• [Entries from a point annotation set]:
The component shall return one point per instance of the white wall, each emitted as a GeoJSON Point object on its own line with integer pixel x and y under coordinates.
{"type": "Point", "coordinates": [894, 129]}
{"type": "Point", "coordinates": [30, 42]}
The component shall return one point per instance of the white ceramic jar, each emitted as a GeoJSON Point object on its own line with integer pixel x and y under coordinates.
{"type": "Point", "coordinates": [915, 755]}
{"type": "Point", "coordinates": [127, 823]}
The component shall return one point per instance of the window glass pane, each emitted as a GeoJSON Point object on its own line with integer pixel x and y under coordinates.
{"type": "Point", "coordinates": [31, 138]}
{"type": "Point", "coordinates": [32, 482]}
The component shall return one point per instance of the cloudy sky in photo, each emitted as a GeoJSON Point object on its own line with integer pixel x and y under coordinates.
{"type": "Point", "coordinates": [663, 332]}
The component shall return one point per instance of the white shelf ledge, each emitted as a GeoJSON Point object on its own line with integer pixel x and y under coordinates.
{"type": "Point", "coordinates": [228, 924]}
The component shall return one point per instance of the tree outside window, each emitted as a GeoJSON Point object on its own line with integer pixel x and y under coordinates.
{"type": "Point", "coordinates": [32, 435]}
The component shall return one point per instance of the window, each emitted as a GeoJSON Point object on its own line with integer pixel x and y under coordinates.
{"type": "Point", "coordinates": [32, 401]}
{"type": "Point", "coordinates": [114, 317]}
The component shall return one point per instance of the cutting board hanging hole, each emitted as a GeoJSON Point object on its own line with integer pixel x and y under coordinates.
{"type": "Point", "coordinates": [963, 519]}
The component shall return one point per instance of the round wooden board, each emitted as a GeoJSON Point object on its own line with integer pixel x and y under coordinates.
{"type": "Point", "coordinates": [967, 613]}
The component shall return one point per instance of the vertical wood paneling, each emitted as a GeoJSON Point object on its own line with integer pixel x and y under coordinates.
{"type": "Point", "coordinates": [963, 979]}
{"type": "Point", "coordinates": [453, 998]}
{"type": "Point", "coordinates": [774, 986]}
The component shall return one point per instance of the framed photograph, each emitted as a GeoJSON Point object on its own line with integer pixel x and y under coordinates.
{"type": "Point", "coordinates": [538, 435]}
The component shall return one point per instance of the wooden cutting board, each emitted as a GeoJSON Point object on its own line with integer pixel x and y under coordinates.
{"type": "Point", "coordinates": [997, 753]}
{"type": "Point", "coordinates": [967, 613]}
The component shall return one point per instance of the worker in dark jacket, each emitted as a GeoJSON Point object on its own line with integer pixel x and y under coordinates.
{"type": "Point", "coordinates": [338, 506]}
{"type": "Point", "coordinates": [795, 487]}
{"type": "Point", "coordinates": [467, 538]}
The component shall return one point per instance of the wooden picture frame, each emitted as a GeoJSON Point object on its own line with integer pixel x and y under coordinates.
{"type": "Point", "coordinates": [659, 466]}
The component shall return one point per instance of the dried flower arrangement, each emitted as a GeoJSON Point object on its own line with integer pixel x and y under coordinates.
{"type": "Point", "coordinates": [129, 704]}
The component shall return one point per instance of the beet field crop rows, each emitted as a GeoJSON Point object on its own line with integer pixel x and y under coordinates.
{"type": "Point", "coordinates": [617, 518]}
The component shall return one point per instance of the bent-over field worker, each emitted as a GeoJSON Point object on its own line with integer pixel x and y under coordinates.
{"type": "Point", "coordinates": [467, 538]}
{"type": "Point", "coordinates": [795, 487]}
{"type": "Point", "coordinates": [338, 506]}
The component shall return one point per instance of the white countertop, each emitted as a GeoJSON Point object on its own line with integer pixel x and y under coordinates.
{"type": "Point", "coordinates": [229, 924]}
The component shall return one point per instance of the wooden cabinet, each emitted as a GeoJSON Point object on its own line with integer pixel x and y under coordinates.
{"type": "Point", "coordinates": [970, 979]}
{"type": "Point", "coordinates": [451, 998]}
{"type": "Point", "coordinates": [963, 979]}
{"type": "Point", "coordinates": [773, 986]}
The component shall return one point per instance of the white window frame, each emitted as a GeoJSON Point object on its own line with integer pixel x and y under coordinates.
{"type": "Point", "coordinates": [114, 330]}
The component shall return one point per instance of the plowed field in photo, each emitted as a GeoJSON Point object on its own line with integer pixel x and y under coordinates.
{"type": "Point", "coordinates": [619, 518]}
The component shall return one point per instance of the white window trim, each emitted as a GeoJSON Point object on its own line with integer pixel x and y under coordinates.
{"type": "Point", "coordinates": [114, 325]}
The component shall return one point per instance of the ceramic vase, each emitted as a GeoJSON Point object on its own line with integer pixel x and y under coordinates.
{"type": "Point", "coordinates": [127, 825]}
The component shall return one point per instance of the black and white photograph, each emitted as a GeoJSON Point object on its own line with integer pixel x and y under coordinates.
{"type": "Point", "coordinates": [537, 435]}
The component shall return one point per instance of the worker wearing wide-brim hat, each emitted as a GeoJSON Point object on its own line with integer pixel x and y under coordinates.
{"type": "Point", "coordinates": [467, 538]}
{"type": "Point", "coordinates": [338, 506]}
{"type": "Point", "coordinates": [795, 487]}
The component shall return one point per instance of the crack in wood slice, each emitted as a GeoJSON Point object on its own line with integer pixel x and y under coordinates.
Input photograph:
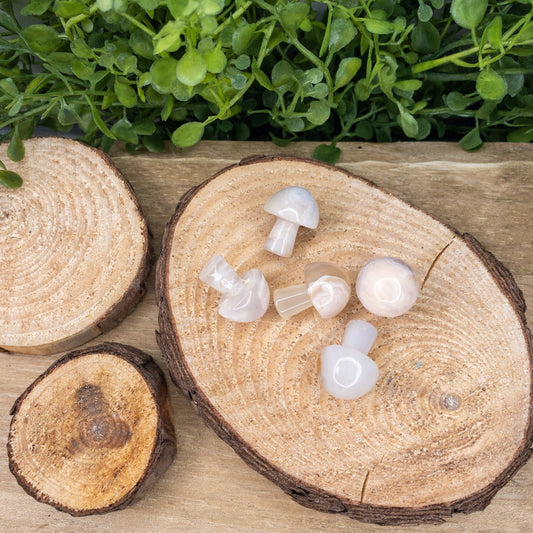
{"type": "Point", "coordinates": [93, 432]}
{"type": "Point", "coordinates": [74, 248]}
{"type": "Point", "coordinates": [450, 418]}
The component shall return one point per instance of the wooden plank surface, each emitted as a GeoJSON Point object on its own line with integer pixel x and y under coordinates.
{"type": "Point", "coordinates": [209, 488]}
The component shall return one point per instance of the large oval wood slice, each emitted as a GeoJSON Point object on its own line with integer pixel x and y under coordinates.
{"type": "Point", "coordinates": [74, 248]}
{"type": "Point", "coordinates": [450, 419]}
{"type": "Point", "coordinates": [93, 432]}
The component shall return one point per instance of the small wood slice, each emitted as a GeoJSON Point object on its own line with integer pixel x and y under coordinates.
{"type": "Point", "coordinates": [450, 419]}
{"type": "Point", "coordinates": [93, 432]}
{"type": "Point", "coordinates": [74, 248]}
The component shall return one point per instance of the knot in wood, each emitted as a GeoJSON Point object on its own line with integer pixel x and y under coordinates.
{"type": "Point", "coordinates": [450, 401]}
{"type": "Point", "coordinates": [99, 427]}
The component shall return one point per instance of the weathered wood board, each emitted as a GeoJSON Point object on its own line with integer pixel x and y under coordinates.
{"type": "Point", "coordinates": [209, 488]}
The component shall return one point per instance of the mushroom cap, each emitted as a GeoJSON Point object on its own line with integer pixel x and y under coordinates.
{"type": "Point", "coordinates": [329, 295]}
{"type": "Point", "coordinates": [346, 373]}
{"type": "Point", "coordinates": [387, 287]}
{"type": "Point", "coordinates": [294, 204]}
{"type": "Point", "coordinates": [248, 300]}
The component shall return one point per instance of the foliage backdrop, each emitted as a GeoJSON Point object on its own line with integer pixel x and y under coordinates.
{"type": "Point", "coordinates": [147, 71]}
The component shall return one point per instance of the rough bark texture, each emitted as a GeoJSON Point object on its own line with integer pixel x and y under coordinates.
{"type": "Point", "coordinates": [75, 249]}
{"type": "Point", "coordinates": [447, 411]}
{"type": "Point", "coordinates": [93, 432]}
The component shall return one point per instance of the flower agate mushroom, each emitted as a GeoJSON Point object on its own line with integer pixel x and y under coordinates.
{"type": "Point", "coordinates": [294, 207]}
{"type": "Point", "coordinates": [326, 288]}
{"type": "Point", "coordinates": [346, 371]}
{"type": "Point", "coordinates": [244, 298]}
{"type": "Point", "coordinates": [387, 287]}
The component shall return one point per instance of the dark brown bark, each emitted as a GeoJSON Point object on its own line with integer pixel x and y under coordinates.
{"type": "Point", "coordinates": [305, 494]}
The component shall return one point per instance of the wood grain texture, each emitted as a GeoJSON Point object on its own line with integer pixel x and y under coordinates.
{"type": "Point", "coordinates": [94, 432]}
{"type": "Point", "coordinates": [450, 417]}
{"type": "Point", "coordinates": [488, 194]}
{"type": "Point", "coordinates": [74, 248]}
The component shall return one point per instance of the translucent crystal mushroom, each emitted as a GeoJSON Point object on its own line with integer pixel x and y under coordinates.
{"type": "Point", "coordinates": [387, 287]}
{"type": "Point", "coordinates": [244, 298]}
{"type": "Point", "coordinates": [326, 288]}
{"type": "Point", "coordinates": [294, 207]}
{"type": "Point", "coordinates": [346, 371]}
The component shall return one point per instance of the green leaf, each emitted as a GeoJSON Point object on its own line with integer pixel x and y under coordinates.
{"type": "Point", "coordinates": [8, 23]}
{"type": "Point", "coordinates": [471, 141]}
{"type": "Point", "coordinates": [168, 38]}
{"type": "Point", "coordinates": [188, 134]}
{"type": "Point", "coordinates": [293, 14]}
{"type": "Point", "coordinates": [295, 124]}
{"type": "Point", "coordinates": [145, 126]}
{"type": "Point", "coordinates": [81, 49]}
{"type": "Point", "coordinates": [409, 124]}
{"type": "Point", "coordinates": [154, 144]}
{"type": "Point", "coordinates": [69, 8]}
{"type": "Point", "coordinates": [318, 112]}
{"type": "Point", "coordinates": [348, 68]}
{"type": "Point", "coordinates": [179, 8]}
{"type": "Point", "coordinates": [424, 12]}
{"type": "Point", "coordinates": [123, 131]}
{"type": "Point", "coordinates": [36, 7]}
{"type": "Point", "coordinates": [68, 115]}
{"type": "Point", "coordinates": [524, 134]}
{"type": "Point", "coordinates": [425, 38]}
{"type": "Point", "coordinates": [242, 37]}
{"type": "Point", "coordinates": [261, 77]}
{"type": "Point", "coordinates": [10, 179]}
{"type": "Point", "coordinates": [242, 62]}
{"type": "Point", "coordinates": [8, 86]}
{"type": "Point", "coordinates": [167, 108]}
{"type": "Point", "coordinates": [363, 88]}
{"type": "Point", "coordinates": [191, 69]}
{"type": "Point", "coordinates": [327, 153]}
{"type": "Point", "coordinates": [163, 73]}
{"type": "Point", "coordinates": [319, 91]}
{"type": "Point", "coordinates": [379, 27]}
{"type": "Point", "coordinates": [141, 44]}
{"type": "Point", "coordinates": [494, 32]}
{"type": "Point", "coordinates": [342, 33]}
{"type": "Point", "coordinates": [82, 69]}
{"type": "Point", "coordinates": [41, 38]}
{"type": "Point", "coordinates": [215, 60]}
{"type": "Point", "coordinates": [408, 85]}
{"type": "Point", "coordinates": [468, 13]}
{"type": "Point", "coordinates": [424, 128]}
{"type": "Point", "coordinates": [126, 62]}
{"type": "Point", "coordinates": [104, 5]}
{"type": "Point", "coordinates": [282, 73]}
{"type": "Point", "coordinates": [126, 95]}
{"type": "Point", "coordinates": [490, 85]}
{"type": "Point", "coordinates": [457, 102]}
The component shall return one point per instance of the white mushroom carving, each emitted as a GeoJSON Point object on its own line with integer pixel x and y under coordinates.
{"type": "Point", "coordinates": [387, 287]}
{"type": "Point", "coordinates": [326, 288]}
{"type": "Point", "coordinates": [346, 371]}
{"type": "Point", "coordinates": [244, 298]}
{"type": "Point", "coordinates": [294, 207]}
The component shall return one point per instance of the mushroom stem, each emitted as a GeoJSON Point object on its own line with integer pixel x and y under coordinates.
{"type": "Point", "coordinates": [292, 300]}
{"type": "Point", "coordinates": [217, 273]}
{"type": "Point", "coordinates": [282, 237]}
{"type": "Point", "coordinates": [359, 335]}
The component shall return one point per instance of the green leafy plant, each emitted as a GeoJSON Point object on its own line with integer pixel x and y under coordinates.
{"type": "Point", "coordinates": [147, 71]}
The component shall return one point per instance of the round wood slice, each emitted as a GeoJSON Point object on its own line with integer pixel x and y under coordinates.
{"type": "Point", "coordinates": [74, 248]}
{"type": "Point", "coordinates": [450, 419]}
{"type": "Point", "coordinates": [93, 432]}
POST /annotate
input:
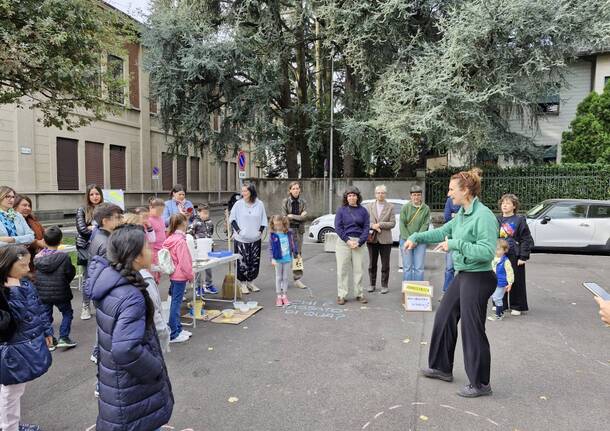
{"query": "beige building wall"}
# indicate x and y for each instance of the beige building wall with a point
(28, 151)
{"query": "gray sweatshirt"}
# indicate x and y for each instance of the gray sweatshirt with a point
(249, 219)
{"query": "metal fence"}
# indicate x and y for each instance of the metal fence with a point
(532, 184)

• [Problem to work on]:
Up to and including the last line of the listing, starting at the line with "the green leafy", extract every line exactly and leave out the pictures.

• [Output below]:
The component shall return one point per instance of the green leafy plant, each emitted as a GeoJSON Point object on its own line with integer pixel x and y under coordinates.
{"type": "Point", "coordinates": [147, 71]}
The component shall return one point per instance of the round wood slice, each emitted as a GeoJSON Point object on its own line with integer pixel x and y under coordinates.
{"type": "Point", "coordinates": [74, 248]}
{"type": "Point", "coordinates": [450, 419]}
{"type": "Point", "coordinates": [93, 432]}
POST /annotate
input:
{"query": "beige building wall"}
# indicate x and y for each instance of the beige building wall with a point
(28, 151)
{"query": "gray sweatshirt"}
# indicate x and y for each instance of the gray sweatshirt with a point
(249, 219)
{"query": "metal fence"}
# indicate x and y for each instance of the metal fence with a point
(532, 184)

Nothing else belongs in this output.